Data supplied >>
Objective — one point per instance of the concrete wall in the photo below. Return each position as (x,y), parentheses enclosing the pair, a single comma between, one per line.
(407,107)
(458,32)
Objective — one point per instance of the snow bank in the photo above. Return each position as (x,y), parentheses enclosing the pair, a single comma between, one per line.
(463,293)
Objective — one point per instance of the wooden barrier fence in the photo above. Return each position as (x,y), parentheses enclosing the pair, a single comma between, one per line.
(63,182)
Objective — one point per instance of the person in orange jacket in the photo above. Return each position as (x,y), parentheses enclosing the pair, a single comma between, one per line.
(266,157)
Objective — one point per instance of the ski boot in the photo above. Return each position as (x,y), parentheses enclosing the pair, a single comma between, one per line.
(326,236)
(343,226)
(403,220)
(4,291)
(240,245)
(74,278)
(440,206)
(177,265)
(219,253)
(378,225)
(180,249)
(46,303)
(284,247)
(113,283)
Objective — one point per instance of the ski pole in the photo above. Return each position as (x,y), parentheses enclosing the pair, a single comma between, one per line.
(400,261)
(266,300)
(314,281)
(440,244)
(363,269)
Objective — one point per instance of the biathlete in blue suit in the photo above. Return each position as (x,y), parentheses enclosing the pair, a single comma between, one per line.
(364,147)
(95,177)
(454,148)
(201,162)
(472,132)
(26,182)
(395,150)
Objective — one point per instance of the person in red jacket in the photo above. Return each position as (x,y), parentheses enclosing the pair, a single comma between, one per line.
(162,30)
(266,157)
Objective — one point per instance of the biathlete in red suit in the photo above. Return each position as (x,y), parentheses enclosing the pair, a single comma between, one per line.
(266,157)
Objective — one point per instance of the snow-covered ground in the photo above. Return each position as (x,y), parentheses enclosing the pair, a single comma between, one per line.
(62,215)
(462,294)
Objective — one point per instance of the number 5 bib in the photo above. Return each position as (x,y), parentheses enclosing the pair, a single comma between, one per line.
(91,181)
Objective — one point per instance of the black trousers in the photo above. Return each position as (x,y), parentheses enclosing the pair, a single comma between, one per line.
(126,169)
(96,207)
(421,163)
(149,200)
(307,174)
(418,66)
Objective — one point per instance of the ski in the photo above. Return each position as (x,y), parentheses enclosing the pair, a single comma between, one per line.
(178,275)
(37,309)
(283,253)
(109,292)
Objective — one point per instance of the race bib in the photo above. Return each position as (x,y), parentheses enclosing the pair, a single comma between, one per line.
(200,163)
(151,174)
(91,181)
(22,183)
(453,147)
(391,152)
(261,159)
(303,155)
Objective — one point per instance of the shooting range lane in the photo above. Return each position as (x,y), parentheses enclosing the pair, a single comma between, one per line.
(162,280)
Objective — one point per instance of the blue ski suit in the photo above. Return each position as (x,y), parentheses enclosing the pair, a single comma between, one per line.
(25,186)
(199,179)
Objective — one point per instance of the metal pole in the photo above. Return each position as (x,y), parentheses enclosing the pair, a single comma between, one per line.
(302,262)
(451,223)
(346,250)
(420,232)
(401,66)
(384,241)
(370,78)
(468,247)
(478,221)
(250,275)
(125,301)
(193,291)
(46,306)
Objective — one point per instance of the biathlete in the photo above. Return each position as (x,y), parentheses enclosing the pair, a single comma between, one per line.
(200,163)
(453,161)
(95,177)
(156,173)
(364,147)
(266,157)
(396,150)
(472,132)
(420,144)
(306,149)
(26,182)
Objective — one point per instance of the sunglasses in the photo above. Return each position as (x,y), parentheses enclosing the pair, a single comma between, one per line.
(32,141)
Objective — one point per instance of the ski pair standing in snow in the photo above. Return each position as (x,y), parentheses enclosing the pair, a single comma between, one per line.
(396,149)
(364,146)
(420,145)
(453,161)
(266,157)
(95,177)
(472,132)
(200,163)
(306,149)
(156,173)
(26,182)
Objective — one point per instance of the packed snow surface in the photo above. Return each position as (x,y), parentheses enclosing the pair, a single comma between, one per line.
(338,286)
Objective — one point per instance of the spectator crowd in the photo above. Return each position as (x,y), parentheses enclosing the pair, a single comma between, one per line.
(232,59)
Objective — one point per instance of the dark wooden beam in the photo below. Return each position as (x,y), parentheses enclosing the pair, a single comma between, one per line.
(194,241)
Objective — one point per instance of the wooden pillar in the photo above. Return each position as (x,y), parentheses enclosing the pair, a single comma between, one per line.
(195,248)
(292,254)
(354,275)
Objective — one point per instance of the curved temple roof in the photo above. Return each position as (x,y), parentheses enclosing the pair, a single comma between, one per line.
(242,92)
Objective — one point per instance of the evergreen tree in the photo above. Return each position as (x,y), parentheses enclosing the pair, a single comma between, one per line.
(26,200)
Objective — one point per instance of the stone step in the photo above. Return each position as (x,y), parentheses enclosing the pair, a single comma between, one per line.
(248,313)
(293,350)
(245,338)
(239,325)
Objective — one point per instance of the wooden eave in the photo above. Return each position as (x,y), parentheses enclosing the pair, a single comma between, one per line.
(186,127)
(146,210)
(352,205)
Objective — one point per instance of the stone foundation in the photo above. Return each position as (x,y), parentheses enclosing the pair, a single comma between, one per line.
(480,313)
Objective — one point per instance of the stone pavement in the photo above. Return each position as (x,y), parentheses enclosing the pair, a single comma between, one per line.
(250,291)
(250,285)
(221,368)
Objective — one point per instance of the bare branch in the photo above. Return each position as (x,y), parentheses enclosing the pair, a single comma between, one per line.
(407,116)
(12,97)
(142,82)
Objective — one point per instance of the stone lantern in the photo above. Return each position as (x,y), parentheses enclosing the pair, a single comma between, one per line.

Required action >>
Give the entries again, every one of them exactly.

Worked solution >>
Objective — one point per instance of the concrete wall in the photo below. Return each position as (x,y), parentheses enclosing the pair, a single comma between, one per line.
(407,107)
(458,32)
Objective — one point per instance of the snow bank in the photo above. Return each position as (x,y), parentheses enclosing the pair, a single comma between, one per line.
(463,293)
Objective — one point per instance of the wooden barrier fence in the photo above. Return each position as (x,y), parentheses enclosing the pair, a single comma between, one per line.
(63,182)
Objective — one point per instance of the person in orange jacket in the photo above. Return each position as (x,y), parentheses enclosing the pair, a single comma between, one per line.
(266,157)
Objective — one point per instance of the ski boot in the photo above. Return each position as (x,y), parentheses enclosing the pair, a single comma between, one per line.
(326,236)
(343,226)
(403,220)
(4,291)
(240,245)
(74,278)
(440,206)
(177,265)
(219,253)
(378,225)
(180,249)
(46,303)
(284,247)
(113,283)
Objective — one point per instance of the ski pole in the photo above. Return each position as (x,y), parentheses enclosing the pair, a single comma between, one per line.
(400,261)
(266,300)
(314,281)
(440,244)
(363,269)
Objective — one point per instance of the biathlete in blue suit in the photo above. Return each position as (x,y), parentheses enclosing the pair, a single comma between, one per line.
(364,147)
(95,177)
(454,148)
(201,162)
(472,132)
(26,182)
(395,150)
Objective — one point per instance of the person in red jacket in the photo above. Return each position as (x,y), parentheses enclosing the pair, a single comma between, one per line.
(162,30)
(266,157)
Objective — one point per instance of the biathlete in red suit in the photo above. Return each position as (x,y), parentheses enclosing the pair, a single comma between, one per line.
(266,157)
Objective — one point per instance of the snow-covered ground in the photo above. Return each position as (x,y), parentheses enclosing the pair, a single comma between, one per line.
(62,215)
(462,294)
Objective — one point per instance of the number 5 bib in the photo above. Return each position as (x,y), parentheses enclosing the pair, a single comma between, one per line.
(91,181)
Objective — one point per instance of the black trousers in the photo above. Return each position as (x,y), parentheses enclosing the pair, a single comma between, one per line.
(126,169)
(96,207)
(421,163)
(149,200)
(307,174)
(418,66)
Objective — one point per instance of the ski in the photo above. Return each position as (x,y), parentheses enclosing the pair, a single comma between, one per line.
(178,275)
(37,309)
(283,253)
(109,292)
Objective — one point per instance of the race bib in the photo above. Return each position as (x,y), parentheses enclosing the pair, a single comma between, one per line.
(200,163)
(151,174)
(91,181)
(22,183)
(453,147)
(391,152)
(261,159)
(303,155)
Objective — one point per instance of the shooting range lane in the photo above. Return each position as (x,y), parentheses enclosing the pair, a single comma between, one per line.
(162,280)
Objective — one point per instance of the blue ski suit in the photo above. Return each position as (x,y), parentheses enclosing the pair, a single comma between, one per line.
(25,186)
(199,179)
Objective — one point per instance of the metal pole in the photo above. Return each position as (x,y), parentheses enclosing the pair, a single comma between, one per line.
(302,262)
(451,223)
(346,250)
(420,232)
(401,66)
(384,241)
(370,78)
(468,247)
(478,221)
(250,275)
(125,301)
(193,291)
(46,306)
Objective — one point per instance of the biathlete in the photo above. Return each position as (x,y), parentheses enclosing the pair, a single comma between, one per line.
(200,163)
(453,161)
(95,177)
(156,173)
(364,147)
(266,157)
(396,150)
(472,132)
(420,144)
(306,149)
(26,182)
Objective — one point per instance of the sunglasses in the photo above. Return each position as (x,y), parentheses enclosing the pair, a single comma between, one per line.
(32,141)
Objective — one point per instance of the ski pair standing in snow in the photo above. Return each position as (x,y), parentheses enclosing the pair, a single comma between, one per line.
(396,149)
(364,146)
(420,145)
(453,161)
(266,157)
(95,177)
(472,132)
(200,163)
(306,149)
(156,173)
(26,182)
Objective — one point per instance of the packed snow surface in the photo above. Return each position as (x,y), parentheses enclosing the pair, a single comma between, one per line.
(338,286)
Objective — one point per instance of the spectator crowd in the photo above. Return each position as (x,y), parentheses enclosing the pair, a single comma between, one per line.
(232,59)
Objective — one point per instance of the dark wooden beam in the photo below. Return each position as (x,y), parentheses enclosing the pair, a single comma between, one per line.
(194,241)
Objective — one point per instance of the wooden pillar in the photo above. Return each position as (x,y), parentheses enclosing the pair, a single comma between, one per line.
(195,248)
(292,254)
(354,275)
Objective — one point per instance of the curved temple roof in the photo above. Return each position as (x,y), parentheses enclosing the pair, a single comma between, one per line.
(242,92)
Objective — one point per instance of the evergreen tree in the photo above. Return each position as (x,y), parentheses enclosing the pair, a single comma between, one per line.
(26,200)
Objective — one point per instance of the stone step in the photo above. Return each position as (x,y), parentheses enclosing the pair, a single comma between, one per line.
(248,313)
(293,350)
(245,338)
(239,325)
Objective — one point per instance of the wooden eave in the photo above. Return each position as (x,y), parentheses enclosing the pair, a single comma between, one per line.
(186,127)
(146,210)
(352,205)
Objective — one point per instance of the stone foundation in the photo above. Return each position as (x,y), parentheses enclosing the pair, a single comma between, one per line.
(480,313)
Objective — one point per instance of the stone pavement in the photo above. Return each position as (x,y), parentheses enclosing the pair, a single comma between, one per line.
(250,291)
(250,285)
(221,368)
Objective — one point per instance of the bare branch in the photo above. Return each position as (x,y), parentheses enclosing the pair, a single comma between, one per line.
(407,116)
(12,97)
(142,82)
Objective — one point per instance of the stone lantern in the photo above. Return each position as (x,y), parentheses enclosing the pair, a single comma between, one per line.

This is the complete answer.